* [EXERCISE PROMPT]:
Reproduce the article on Pennsylvania asthma data and fracking word for word, from "Health data show" up to and including "fracking causes asthma.".

* [EXERCISE PASSAGE]:
────────────────────────────────────────

PA Health Data Report Shatters Claims Fracking Causes Asthma

Chris White | Energy Reporter

Health data show that areas in Pennsylvania heavily dependent on hydraulic fracking have far lower rates of asthma than counties with no natural gas production at all, potentially dealing a deathblow to media claims fracking causes asthma.

The Pennsylvania Department of Health’s 2015 Asthma Focus Report shows that asthma hospitalization rates in the state’s top five natural gas-dependent counties are dramatically lower than nine counties with no shale production.

The counties with major natural gas production — Bradford, Tioga, Lycoming, Sullivan, and Susquehanna — have between 4.4 and 9.7 asthma hospitalization rates, while areas with no shale production are all above 11.2 asthma hospitalizations per 10,000 people.

The state’s data appears to refute a Johns Hopkins University study released Monday implying that fracking causes debilitating asthma attacks.

The new study suggests those who live near shale gas wells are “1.5 to four times likelier to have asthma attacks than those who live far away.” One of the researchers, Brian Schwartz, was a fellow at the Post Carbon Institute, an anti-fracking organization.

The energy industry pushed back against media outlets mischaracterizing the study’s findings, as well as the researchers’ implications.

“News outlets were quick to link fracking to asthma even though the authors admitted they do not have the data to support it,” Dr. Katie Brown, a spokeswoman for the energy industry group Energy In Depth, told The Daily Caller News Foundation’s Andrew Follett. That important caveat was purposely buried in the study, and not part of the press release.”

The U.S. produced 79 billion cubic feet of natural gas each day in 2015, which beat the previous record by 5 percent, according to an EIA report from earlier this month. The states around the Utica shale play, which an area contributing around 35 percent of the country’s natural gas production, include Ohio, West Virginia, and yes, most of Pennsylvania.

Coincidentally, according to the state’s health data, asthma hospitalization rates in Pennsylvania plummeted from 19.2 per 10, 000 a year to 14.2 per 10,000 between 2009 and 2013, a time coinciding with the U.S.’ natural gas boom. The numbers represent a 24 percent reduction in asthma hospitalization numbers.

────────────────────────────────────────

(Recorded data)

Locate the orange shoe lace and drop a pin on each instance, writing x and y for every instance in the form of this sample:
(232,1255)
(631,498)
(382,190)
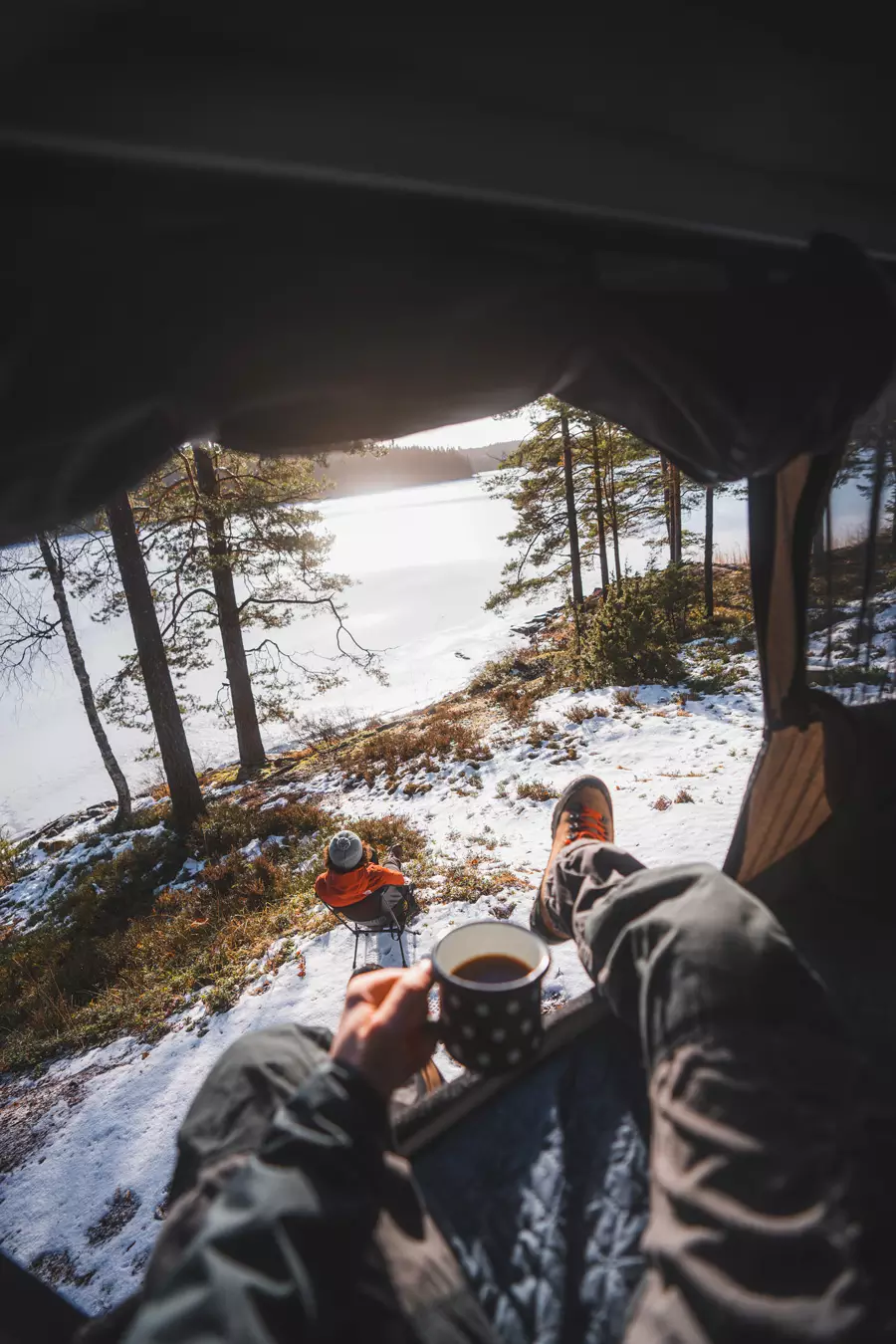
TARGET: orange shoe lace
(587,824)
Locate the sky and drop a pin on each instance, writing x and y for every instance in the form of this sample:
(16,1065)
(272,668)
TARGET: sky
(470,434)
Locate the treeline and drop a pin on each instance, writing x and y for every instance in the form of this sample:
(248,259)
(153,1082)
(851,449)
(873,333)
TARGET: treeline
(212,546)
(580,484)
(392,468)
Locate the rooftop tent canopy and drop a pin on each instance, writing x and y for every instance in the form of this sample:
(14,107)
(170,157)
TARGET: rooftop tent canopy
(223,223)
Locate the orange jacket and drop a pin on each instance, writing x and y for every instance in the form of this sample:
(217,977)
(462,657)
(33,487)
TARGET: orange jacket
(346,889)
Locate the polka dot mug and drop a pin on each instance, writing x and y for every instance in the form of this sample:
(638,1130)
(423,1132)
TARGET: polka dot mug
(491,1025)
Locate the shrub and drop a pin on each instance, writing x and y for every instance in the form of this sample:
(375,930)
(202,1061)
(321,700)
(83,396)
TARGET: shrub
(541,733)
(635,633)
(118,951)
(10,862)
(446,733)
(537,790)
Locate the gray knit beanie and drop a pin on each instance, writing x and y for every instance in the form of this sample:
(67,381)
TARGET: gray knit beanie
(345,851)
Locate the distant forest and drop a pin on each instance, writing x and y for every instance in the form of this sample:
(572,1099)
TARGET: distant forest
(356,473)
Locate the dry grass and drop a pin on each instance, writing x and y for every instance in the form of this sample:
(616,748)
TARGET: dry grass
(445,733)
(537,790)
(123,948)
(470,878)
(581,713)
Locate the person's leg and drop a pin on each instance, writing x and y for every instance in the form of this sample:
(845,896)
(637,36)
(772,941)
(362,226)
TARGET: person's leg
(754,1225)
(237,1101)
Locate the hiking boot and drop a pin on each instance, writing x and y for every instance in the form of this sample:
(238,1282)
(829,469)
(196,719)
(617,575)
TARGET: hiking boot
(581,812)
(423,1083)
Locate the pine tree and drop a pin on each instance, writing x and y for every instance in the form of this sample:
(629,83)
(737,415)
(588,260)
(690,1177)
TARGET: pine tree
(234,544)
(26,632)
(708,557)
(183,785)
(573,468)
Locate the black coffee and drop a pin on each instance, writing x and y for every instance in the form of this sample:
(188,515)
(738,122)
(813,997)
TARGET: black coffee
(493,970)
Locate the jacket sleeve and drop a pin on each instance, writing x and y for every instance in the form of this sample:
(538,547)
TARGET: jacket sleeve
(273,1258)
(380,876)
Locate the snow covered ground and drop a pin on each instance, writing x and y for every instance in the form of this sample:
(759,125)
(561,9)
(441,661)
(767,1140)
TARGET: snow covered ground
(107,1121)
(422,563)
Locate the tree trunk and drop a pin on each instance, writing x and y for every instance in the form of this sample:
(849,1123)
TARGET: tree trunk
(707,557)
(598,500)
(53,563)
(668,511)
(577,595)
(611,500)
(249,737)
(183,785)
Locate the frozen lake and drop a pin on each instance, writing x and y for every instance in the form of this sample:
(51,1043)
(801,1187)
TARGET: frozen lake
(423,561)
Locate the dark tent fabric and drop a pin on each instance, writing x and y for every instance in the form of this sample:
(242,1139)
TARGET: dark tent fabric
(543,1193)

────────────────────────────────────────

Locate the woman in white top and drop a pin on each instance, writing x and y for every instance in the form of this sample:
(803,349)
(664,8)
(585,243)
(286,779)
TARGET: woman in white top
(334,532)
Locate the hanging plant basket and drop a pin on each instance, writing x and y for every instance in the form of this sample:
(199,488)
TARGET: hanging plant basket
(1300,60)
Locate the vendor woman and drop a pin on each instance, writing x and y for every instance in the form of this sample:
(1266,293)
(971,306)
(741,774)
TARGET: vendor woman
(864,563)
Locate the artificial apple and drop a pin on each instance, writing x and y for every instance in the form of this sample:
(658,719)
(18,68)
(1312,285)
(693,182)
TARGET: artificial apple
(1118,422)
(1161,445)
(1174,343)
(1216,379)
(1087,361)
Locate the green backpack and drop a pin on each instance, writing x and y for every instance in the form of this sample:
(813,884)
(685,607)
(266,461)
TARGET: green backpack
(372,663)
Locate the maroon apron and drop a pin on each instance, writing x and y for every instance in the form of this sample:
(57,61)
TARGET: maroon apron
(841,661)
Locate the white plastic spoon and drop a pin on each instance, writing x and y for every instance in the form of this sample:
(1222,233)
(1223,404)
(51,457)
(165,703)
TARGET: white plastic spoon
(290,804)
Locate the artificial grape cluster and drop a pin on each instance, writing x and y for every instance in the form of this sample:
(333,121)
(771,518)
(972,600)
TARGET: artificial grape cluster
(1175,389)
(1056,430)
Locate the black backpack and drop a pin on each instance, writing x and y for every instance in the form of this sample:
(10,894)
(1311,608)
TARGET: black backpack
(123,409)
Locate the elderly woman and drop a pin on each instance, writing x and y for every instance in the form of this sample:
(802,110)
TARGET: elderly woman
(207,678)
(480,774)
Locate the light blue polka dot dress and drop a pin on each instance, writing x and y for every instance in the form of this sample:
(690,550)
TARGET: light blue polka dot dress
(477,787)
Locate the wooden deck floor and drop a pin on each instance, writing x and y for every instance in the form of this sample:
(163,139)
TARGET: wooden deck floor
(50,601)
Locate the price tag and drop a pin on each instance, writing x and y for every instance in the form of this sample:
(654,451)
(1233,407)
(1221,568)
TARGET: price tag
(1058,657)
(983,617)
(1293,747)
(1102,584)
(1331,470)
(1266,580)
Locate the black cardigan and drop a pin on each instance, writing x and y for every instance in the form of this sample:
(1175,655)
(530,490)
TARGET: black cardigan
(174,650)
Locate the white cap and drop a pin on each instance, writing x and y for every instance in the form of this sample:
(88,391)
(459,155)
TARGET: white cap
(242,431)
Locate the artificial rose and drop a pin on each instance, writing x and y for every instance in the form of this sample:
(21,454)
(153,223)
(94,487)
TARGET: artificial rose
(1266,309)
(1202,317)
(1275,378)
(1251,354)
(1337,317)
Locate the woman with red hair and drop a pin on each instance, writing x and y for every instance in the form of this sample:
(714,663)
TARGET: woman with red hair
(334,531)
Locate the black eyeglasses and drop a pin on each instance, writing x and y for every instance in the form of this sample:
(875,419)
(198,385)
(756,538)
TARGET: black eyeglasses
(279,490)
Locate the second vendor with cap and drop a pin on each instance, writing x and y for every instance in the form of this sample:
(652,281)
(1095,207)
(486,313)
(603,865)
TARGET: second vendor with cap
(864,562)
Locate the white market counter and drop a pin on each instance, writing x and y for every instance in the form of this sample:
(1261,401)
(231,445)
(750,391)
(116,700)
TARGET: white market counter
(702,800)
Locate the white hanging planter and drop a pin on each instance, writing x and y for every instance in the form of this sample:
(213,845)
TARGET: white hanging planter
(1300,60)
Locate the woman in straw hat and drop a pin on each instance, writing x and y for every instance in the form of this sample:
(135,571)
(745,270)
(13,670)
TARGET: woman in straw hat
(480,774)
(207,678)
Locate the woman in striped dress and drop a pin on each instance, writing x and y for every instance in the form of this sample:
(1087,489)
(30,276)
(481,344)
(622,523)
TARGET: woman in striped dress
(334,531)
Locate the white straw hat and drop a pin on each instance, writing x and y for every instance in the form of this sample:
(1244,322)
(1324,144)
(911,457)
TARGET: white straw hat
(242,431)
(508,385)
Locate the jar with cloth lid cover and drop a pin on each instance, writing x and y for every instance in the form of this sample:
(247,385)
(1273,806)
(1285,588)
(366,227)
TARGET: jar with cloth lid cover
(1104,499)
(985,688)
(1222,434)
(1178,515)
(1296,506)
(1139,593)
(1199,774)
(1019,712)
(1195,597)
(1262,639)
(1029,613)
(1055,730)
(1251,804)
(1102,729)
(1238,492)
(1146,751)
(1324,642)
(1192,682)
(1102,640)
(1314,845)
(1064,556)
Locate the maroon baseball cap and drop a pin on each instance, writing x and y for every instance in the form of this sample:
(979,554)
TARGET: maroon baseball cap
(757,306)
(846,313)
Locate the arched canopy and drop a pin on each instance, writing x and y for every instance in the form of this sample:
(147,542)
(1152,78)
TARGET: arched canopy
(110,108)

────────────────────────────────────────

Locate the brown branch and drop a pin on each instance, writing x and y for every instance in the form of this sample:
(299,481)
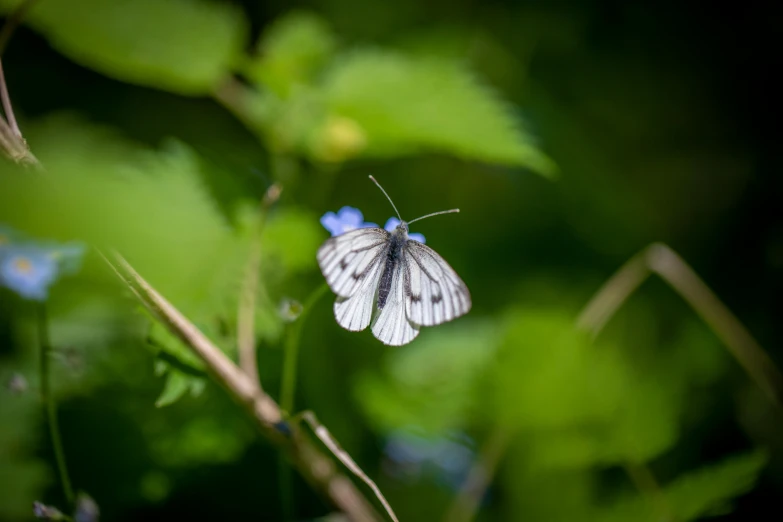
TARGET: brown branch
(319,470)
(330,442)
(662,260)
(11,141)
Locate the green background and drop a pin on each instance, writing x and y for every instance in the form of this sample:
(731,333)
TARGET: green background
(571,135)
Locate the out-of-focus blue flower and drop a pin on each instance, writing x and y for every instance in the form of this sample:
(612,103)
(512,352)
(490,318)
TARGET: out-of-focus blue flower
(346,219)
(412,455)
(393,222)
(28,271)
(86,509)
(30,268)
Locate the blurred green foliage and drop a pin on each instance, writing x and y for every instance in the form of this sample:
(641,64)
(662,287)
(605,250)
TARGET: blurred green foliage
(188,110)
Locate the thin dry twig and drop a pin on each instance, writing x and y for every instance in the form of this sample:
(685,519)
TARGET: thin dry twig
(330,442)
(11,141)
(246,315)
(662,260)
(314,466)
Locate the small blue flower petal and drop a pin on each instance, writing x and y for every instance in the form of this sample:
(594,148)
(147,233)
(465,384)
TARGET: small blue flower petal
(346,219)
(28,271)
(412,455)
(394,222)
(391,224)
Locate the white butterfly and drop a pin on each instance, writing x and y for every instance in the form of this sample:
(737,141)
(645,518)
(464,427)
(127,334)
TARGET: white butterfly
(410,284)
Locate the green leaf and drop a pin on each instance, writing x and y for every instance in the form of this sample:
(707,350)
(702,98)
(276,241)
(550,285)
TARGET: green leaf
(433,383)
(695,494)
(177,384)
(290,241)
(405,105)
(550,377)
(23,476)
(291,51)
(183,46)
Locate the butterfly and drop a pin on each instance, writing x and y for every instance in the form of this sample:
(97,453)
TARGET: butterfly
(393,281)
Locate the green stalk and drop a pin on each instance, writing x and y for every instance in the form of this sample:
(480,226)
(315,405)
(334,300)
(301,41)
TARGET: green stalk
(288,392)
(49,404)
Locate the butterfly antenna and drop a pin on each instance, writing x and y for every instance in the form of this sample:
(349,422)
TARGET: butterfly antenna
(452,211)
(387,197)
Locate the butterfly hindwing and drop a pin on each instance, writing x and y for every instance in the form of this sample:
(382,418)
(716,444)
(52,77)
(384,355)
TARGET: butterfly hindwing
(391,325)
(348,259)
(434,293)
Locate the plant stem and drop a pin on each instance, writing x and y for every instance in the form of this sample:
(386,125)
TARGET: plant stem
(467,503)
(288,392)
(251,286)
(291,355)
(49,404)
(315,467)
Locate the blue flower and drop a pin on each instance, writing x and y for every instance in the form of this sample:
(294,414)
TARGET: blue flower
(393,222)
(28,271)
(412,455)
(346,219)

────────────────────────────────────────

* [TASK ANSWER]:
Health data show that areas in Pennsylvania heavily dependent on hydraulic fracking have far lower rates of asthma than counties with no natural gas production at all, potentially dealing a deathblow to media claims fracking causes asthma.